* WHAT IS EXPECTED *
Exactly as written, reproduce the lines from the one that contains "form: [[101, 149]]." through the end of the records.

[Referring expression pointing data]
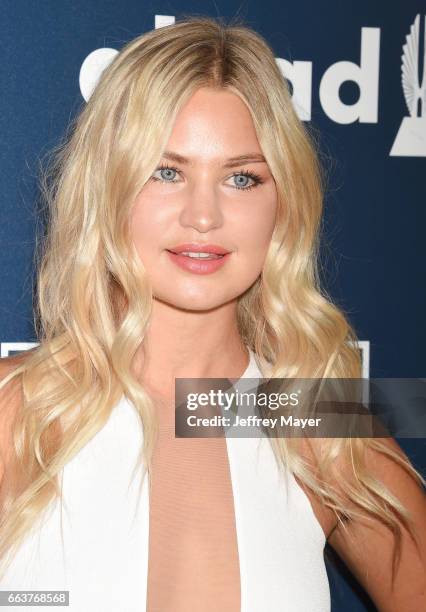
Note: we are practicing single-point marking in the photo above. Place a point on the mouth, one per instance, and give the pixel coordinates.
(201, 255)
(199, 261)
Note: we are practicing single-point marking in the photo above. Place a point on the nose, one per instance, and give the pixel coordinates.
(201, 207)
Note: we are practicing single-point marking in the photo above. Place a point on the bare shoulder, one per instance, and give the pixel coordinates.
(367, 544)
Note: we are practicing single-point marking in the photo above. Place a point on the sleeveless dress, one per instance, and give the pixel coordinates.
(102, 559)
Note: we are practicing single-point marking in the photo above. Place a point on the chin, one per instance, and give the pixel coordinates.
(198, 301)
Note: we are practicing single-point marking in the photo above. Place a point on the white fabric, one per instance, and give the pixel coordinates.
(103, 559)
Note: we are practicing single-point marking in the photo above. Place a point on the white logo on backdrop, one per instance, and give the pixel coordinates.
(411, 138)
(96, 62)
(365, 75)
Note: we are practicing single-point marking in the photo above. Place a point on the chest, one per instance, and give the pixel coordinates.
(219, 522)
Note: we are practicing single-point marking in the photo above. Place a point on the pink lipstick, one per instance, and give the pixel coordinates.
(199, 258)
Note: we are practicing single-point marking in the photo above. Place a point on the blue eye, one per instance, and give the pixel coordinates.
(165, 172)
(167, 175)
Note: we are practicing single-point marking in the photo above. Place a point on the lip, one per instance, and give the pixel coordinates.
(198, 266)
(199, 248)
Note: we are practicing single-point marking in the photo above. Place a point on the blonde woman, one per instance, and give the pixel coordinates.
(182, 242)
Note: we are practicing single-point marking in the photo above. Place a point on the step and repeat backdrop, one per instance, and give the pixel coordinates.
(357, 71)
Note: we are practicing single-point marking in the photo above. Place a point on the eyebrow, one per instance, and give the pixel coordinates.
(230, 163)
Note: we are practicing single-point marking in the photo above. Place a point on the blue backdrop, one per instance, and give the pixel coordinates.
(343, 60)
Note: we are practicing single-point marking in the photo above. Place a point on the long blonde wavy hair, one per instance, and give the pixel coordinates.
(94, 299)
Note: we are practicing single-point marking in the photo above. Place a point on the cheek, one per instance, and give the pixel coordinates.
(146, 226)
(256, 229)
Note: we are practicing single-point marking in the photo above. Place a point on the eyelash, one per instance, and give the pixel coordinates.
(255, 177)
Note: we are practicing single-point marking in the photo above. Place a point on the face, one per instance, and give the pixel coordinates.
(200, 195)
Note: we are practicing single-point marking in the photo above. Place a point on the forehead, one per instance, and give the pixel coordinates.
(213, 123)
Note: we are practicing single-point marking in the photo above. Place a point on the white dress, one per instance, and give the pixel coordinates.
(103, 558)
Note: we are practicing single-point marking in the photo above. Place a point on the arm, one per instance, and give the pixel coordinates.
(367, 546)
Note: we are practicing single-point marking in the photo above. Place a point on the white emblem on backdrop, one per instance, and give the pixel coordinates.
(411, 138)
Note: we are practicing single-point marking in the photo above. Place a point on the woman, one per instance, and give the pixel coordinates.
(190, 144)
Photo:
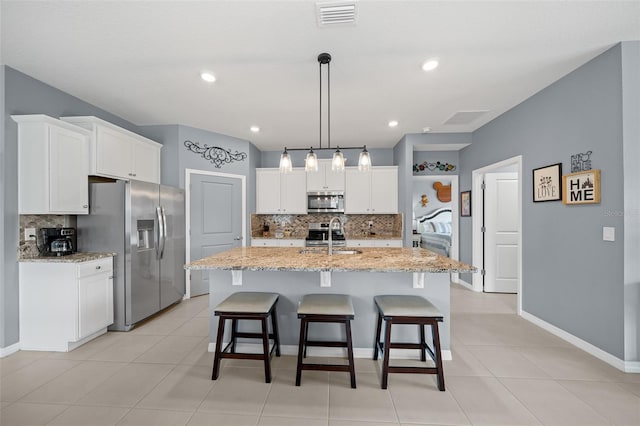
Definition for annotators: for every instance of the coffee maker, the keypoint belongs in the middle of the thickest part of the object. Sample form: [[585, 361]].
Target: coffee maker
[[57, 241]]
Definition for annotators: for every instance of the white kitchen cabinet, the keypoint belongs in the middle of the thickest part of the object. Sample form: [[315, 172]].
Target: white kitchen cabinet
[[118, 153], [371, 192], [278, 242], [325, 179], [374, 243], [53, 166], [64, 304], [281, 193]]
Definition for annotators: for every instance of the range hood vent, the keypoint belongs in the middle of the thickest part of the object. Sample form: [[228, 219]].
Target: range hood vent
[[331, 13]]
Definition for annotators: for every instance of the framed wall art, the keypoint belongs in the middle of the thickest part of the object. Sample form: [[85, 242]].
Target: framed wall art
[[581, 188], [547, 183], [465, 203]]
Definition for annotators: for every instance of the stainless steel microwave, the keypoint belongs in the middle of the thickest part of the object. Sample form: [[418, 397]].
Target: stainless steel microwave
[[325, 202]]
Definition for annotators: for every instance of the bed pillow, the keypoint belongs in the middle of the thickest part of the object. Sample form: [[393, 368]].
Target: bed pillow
[[426, 226], [442, 227]]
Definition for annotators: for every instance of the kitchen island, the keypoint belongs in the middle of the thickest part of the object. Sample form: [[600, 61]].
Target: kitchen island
[[366, 272]]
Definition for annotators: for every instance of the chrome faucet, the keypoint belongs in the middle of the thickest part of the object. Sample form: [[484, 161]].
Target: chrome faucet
[[331, 232]]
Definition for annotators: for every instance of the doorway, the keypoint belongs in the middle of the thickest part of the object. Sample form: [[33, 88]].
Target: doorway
[[497, 227], [215, 220]]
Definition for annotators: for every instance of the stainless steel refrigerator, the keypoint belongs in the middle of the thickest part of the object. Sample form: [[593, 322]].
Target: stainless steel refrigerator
[[143, 224]]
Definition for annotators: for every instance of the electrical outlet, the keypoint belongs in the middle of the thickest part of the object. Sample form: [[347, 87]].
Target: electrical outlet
[[608, 233], [29, 234]]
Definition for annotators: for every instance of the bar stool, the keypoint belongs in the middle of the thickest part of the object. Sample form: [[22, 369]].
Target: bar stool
[[325, 308], [408, 310], [247, 306]]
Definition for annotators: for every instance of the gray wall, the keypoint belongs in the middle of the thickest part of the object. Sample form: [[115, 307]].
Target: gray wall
[[176, 157], [26, 95], [631, 213], [3, 180], [570, 277]]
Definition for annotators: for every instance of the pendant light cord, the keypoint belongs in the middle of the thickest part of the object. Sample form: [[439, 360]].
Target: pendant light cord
[[320, 106], [329, 104]]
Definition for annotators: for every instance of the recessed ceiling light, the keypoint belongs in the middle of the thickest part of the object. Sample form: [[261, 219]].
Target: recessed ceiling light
[[430, 64], [208, 77]]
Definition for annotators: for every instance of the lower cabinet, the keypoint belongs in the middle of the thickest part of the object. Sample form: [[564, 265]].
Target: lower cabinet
[[281, 242], [63, 305]]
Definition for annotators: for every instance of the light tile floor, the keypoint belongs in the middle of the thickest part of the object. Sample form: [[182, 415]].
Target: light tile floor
[[505, 371]]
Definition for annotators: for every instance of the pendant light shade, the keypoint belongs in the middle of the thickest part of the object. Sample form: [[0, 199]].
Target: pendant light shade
[[286, 164], [364, 161], [311, 162], [337, 164]]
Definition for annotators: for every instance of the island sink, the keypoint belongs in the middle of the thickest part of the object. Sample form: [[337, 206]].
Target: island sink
[[325, 251]]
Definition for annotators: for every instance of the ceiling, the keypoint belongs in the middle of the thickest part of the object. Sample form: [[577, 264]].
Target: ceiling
[[142, 61]]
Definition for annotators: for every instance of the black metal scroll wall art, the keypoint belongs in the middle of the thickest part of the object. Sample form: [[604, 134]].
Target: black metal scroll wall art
[[436, 166], [214, 154]]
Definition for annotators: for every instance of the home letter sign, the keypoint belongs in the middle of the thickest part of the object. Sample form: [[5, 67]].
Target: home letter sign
[[581, 187]]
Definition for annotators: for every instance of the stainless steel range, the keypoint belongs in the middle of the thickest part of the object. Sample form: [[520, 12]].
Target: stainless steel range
[[319, 235]]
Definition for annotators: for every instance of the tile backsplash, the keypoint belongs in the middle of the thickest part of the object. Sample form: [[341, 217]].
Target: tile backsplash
[[29, 248], [355, 225]]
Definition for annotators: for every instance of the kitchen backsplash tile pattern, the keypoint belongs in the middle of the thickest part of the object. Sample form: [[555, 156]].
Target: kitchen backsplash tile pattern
[[355, 225], [29, 249]]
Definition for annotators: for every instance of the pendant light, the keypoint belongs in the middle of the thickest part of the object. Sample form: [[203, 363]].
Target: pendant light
[[337, 164], [311, 162], [364, 161], [286, 164]]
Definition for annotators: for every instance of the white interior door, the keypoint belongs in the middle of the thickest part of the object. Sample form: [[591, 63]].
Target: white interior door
[[501, 232], [216, 219]]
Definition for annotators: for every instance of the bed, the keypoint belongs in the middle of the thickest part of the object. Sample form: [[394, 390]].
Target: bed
[[435, 231]]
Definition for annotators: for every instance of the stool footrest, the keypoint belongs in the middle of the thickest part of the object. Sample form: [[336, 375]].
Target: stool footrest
[[241, 355], [326, 367], [332, 344], [252, 335], [418, 370]]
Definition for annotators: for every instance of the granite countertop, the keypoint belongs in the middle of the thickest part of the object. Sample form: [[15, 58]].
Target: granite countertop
[[352, 237], [72, 258], [291, 259]]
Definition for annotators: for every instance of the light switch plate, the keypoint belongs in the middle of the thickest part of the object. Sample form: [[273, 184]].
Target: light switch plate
[[29, 234], [608, 233]]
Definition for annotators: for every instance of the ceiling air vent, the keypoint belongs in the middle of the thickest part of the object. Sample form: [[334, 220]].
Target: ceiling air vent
[[465, 117], [331, 13]]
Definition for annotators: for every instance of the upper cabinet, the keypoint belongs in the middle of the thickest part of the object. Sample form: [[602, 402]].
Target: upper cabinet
[[118, 153], [371, 192], [325, 179], [52, 166], [281, 193]]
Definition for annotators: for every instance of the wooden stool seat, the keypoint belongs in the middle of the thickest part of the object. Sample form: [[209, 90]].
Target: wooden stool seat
[[404, 309], [325, 308], [247, 306]]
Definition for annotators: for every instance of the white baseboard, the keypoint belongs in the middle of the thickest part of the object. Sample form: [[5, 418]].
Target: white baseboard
[[9, 350], [626, 366], [332, 352], [465, 284]]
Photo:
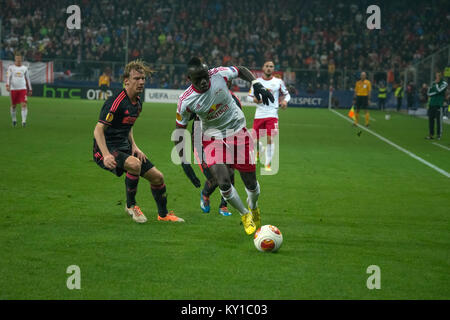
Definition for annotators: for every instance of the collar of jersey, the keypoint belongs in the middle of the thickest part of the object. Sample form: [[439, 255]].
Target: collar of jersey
[[209, 86]]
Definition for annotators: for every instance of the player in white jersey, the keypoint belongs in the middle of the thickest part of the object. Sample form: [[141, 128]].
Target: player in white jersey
[[226, 141], [19, 85], [266, 116]]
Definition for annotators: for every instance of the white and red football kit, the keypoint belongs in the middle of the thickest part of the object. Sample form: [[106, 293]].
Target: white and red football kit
[[18, 79], [266, 116], [225, 138]]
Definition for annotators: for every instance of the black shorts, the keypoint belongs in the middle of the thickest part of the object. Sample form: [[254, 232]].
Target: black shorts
[[362, 102], [120, 156]]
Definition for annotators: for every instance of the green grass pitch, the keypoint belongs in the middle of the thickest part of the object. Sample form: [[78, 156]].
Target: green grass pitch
[[342, 202]]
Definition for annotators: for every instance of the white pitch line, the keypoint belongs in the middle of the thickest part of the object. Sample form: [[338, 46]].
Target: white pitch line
[[440, 145], [409, 153]]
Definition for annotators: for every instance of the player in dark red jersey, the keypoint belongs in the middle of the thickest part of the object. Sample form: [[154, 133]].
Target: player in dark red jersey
[[115, 149]]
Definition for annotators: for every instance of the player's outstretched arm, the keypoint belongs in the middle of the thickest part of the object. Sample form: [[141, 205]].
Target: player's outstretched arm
[[259, 91], [99, 135]]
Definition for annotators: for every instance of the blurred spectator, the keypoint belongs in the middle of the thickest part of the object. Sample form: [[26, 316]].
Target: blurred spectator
[[424, 95], [294, 34], [410, 96]]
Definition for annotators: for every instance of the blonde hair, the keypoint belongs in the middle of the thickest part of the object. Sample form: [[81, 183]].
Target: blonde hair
[[138, 65]]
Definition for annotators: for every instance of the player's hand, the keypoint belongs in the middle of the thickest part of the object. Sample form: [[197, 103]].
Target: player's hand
[[262, 93], [191, 174], [109, 161], [257, 101], [139, 154]]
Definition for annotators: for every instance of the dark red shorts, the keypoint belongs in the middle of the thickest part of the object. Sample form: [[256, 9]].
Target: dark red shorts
[[18, 96], [265, 126], [236, 151]]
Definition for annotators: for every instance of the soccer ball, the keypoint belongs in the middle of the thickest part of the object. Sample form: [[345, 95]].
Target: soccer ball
[[268, 238]]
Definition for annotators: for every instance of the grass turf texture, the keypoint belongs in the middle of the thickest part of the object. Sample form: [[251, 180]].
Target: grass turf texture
[[342, 202]]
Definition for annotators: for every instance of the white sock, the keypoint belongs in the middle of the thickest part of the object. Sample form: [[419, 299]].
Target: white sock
[[24, 114], [13, 114], [232, 197], [253, 196], [261, 147], [270, 150]]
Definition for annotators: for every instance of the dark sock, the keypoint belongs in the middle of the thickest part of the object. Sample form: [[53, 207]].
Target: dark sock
[[160, 196], [131, 182], [223, 202], [208, 189]]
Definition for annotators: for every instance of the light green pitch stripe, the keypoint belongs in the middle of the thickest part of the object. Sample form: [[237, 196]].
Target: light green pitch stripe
[[409, 153]]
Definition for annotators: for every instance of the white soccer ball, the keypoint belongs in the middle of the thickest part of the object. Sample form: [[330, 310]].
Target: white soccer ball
[[268, 238]]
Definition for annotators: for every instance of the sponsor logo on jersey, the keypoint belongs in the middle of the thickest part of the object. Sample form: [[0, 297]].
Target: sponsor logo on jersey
[[109, 117], [213, 114], [129, 120]]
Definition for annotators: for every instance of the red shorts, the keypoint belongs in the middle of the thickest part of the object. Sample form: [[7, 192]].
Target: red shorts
[[18, 96], [236, 151], [265, 125]]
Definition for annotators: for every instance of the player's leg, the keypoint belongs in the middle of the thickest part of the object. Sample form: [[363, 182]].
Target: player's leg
[[272, 130], [132, 166], [258, 130], [253, 191], [12, 110], [431, 116], [223, 206], [159, 192], [24, 113], [439, 123], [208, 188], [221, 173]]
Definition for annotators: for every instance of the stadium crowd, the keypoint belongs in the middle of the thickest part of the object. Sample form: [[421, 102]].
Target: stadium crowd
[[297, 35]]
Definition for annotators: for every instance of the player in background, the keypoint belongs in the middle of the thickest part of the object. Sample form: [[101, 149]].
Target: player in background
[[104, 82], [266, 116], [363, 89], [210, 183], [19, 85], [224, 132], [115, 148]]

* OUTPUT FOR THIS EXERCISE *
Definition for annotators: for every instance of the player in background, the keypoint belongs in the middle of the thickest part of the object. Sample form: [[101, 149]].
Target: player in background
[[104, 82], [266, 116], [363, 89], [210, 183], [19, 85], [224, 132], [115, 148]]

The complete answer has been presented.